For a while, hybrid work felt like a temporary compromise — something organisations would “figure out” once the dust settled. But several years on, one thing is clear: hybrid work isn’t stabilising. It’s evolving.
Attendance patterns continue to shift. Office mandates are being introduced, softened, reintroduced, and reinterpreted. Employees are adapting in subtle ways — changing the days they come in, clustering attendance around meetings, or choosing spaces that better support focus and collaboration. The result is a workplace that is more fluid than ever before.
And for workplace and facilities leaders, this fluidity presents a challenge: how do you plan and manage physical space when usage is no longer predictable?

Why Hybrid Workplace Management Matters More Than Ever
The early hybrid conversation often framed work as a simple split: remote or office, two days or three, fixed desks or hot desks. Reality has proven far more nuanced. Today’s hybrid workplace includes:
- Variable attendance by team, role, and function
- Peaks driven by collaboration days and key meetings
- Employees choosing how they work, not just where
- Offices being used differently across the week — and even across the day
In many organisations, the same floor can feel overcrowded on a Tuesday and underutilised on a Friday. Meeting rooms sit empty while people struggle to find desks, or vice versa. These mismatches aren’t failures of policy — they’re symptoms of a workplace that has outgrown static planning models.
The Challenge of Predicting Office Space Usage
Many organisations are still planning their workplaces using assumptions that no longer hold:
- Headcount equals desks required
- Space demand is consistent week to week
- A single layout works for all teams
- Mandates will “solve” utilisation issues
The risk here isn’t just inefficiency — it’s experience. When employees can’t find suitable spaces to work, collaborate, or focus, the office becomes a source of friction rather than value. And when leaders lack visibility into how space is actually being used, decisions are made reactively instead of strategically. In an environment where real estate remains one of the largest operational costs, this lack of insight is increasingly difficult to justify.
From Fixed Planning to Adaptive Workplace Management
What hybrid work really demands is a shift in mindset — from fixed planning to adaptive management. Instead of asking: “How many desks do we need?” Workplace leaders are now asking:
- When are our spaces busiest — and why?
- Which areas are consistently underused?
- How do different teams actually work day to day?
- What layouts support collaboration without sacrificing focus?
Answering these questions requires more than policies or spreadsheets. It requires data, visibility, and flexibility.

--- Dataset content ---

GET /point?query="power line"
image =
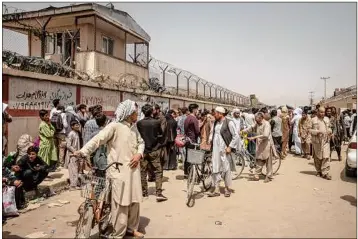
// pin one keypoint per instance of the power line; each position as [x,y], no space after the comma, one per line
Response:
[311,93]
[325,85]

--- Exercise set ---
1. Retype the hybrid work article between "From Fixed Planning to Adaptive Workplace" and "visibility, and flexibility.", inclusive.
2. Continue the article on hybrid workplace management from its final sentence.

--- Responses for each task ---
1.
From Fixed Planning to Adaptive Workplace Management
What hybrid work really demands is a shift in mindset — from fixed planning to adaptive management. Instead of asking: “How many desks do we need?” Workplace leaders are now asking:
- When are our spaces busiest — and why?
- Which areas are consistently underused?
- How do different teams actually work day to day?
- What layouts support collaboration without sacrificing focus?
Answering these questions requires more than policies or spreadsheets. It requires data, visibility, and flexibility.

2.
Tools for Effective Hybrid Workplace Management
This is where modern workplace software plays a crucial role. Platforms like Accordant allow organisations to move beyond assumptions and manage hybrid environments based on real usage patterns. By combining visual floor plans with live data on occupancy, bookings, and utilisation, workplace teams can see — clearly and in context — how space is being used across their portfolio. Instead of guessing, teams can:
- Identify pressure points and underused areas
- Adjust layouts to better match behaviour
- Plan moves and changes with minimal disruption
- Model scenarios before making costly decisions
Most importantly, this data supports conversations with leadership. Hybrid work decisions are no longer based on anecdotes or complaints, but on evidence.
Designing Flexible Workspaces That Work for Teams
One of the biggest concerns around hybrid work is the perceived loss of control — over space, costs, and consistency. But flexibility doesn’t have to mean chaos.
With the right tools in place, organisations can:
- Support desk sharing and flexible attendance
- Maintain visibility across teams and locations
- Ensure compliance with capacity and safety requirements
- Balance employee choice with operational needs
Accordant, for example, brings booking, space management, and utilisation reporting into a single environment. This gives facilities and workplace teams a central source of truth — making it easier to support hybrid work and maintain control.
The Office Still Matters — But It Has Changed
Despite ongoing debates, the office isn’t going away. What is changing is its role.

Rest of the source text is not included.